- **DIRECTIVE A**:
Please list every web address that appears in the forum thread on character encodings below.

- **DOCUMENT EXTRACT**:
§

How does code points play into this? Does my computer also have a default code point dictionary it uses?
Code point is the base of Unicode. Every "character" has a code point: a fix number, with a description. This is abstract. In UTF-32 you use the same number for encoding (using 32bit integers), on all other encoding, you have a functions (or a map) from code point to encoded values (and also the way back). Code point is just a numeric value which describes the semantic (so the meaning) of a character. To transmit such information, usually we need an encoding (or just a escaping sequence, e.g. U+FFFF represent (as text) the BOM character).
If these above is true, how do I find out what kind of decoding/encoding my computer/program is using?
Nobody can answer: your computer will uses a lot of encoding.
MacOS, Unix, POSIX systems: modern systems (and not root account): they will use probably UTF-8. Root will probably use just ASCII (7-bit).
Windows: Internally it uses often UTF16. The output, it depends on the program, but nearly always it uses an 8-bit encoding (so not the UTF16). Windows can read and write several encoding. You can ask the system the default encoding (but programs could still write in UTF-8 or other encoding, if they want). Terminal and settings could gives you different default encoding on different programs.
For this reason, if you program in Windows, you should explicitly save files as UTF-8 (my recommendation), and possibly with BOM (but if you need interoperability with non-Windows machines, in such case, ignore BOM, but you should already know that such files must be UTF-8).
This is a noob question, but I wanna know why there are different encoding types and what are their differences (ie. ASCII, utf-8 and 16, base64, etc.)
Reasons are many I believe but the main point is: "How many characters you need to display (encode)?" If you live in US for example, you could go pretty far with ASCII. But in many counties we need characters like ä, å, ü etc. (If SO was ASCII only or you try to read this text as ASCII encoded text, you'd see some weird characters in the places of ä, å and ü.) Think also the China, Japan, Thailand and other "exotic" countires. Those weird figures on photos you may have seen around the world just might be letters, not pretty pictures.
As for the differences between different encoding types you need to see their specification. Here's something for UTF-8.
http://www.unicode.org/standard/standard.html
http://www.utf-8.com/
http://en.wikipedia.org/wiki/UTF-8#Compared_to_other_multi-byte_encodings
I'm not familiar with UTF-16. Here's some information about the differences.
http://en.wikipedia.org/wiki/Unicode
http://en.wikipedia.org/wiki/Unicode_plane
Base64 is used when there is a need to encode binary data that needs to be stored and transferred over media that are designed to deal with textual data. If you've ever made somesort of email system with PHP, you've probably encountered Base64.

§

- **DIRECTIVE B**:
Find each line of the listing below that includes the word "hawk", matching case, and copy those lines.

- **RECORDS FOR THE EXERCISE**:
§

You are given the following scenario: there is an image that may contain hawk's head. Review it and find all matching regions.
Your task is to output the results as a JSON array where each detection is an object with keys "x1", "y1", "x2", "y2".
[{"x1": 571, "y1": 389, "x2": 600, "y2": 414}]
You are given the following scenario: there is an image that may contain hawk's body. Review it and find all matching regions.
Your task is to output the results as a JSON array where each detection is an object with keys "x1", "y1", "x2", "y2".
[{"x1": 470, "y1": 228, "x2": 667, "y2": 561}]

§

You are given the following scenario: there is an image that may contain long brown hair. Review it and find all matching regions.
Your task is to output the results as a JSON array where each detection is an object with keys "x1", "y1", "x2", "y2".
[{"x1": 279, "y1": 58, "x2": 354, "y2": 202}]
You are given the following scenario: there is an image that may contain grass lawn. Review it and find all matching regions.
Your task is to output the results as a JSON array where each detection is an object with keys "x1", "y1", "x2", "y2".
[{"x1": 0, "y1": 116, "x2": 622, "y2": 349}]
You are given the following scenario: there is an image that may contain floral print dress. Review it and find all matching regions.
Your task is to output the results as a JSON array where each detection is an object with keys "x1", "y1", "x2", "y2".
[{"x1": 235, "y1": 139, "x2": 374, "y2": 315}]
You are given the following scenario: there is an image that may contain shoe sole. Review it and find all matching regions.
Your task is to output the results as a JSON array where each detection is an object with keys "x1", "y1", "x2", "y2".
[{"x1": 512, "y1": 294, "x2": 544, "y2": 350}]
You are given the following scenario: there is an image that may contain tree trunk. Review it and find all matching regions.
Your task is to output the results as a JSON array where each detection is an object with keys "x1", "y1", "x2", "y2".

§

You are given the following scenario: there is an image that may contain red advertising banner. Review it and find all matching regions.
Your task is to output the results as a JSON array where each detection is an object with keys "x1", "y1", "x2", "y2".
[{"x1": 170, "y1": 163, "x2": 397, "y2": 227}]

§

- **CORRECT RESPONSE A**:
http://www.unicode.org/standard/standard.html
http://www.utf-8.com/
http://en.wikipedia.org/wiki/UTF-8#Compared_to_other_multi-byte_encodings
http://en.wikipedia.org/wiki/Unicode
http://en.wikipedia.org/wiki/Unicode_plane

- **CORRECT RESPONSE B**:
You are given the following scenario: there is an image that may contain hawk's head. Review it and find all matching regions.
You are given the following scenario: there is an image that may contain hawk's body. Review it and find all matching regions.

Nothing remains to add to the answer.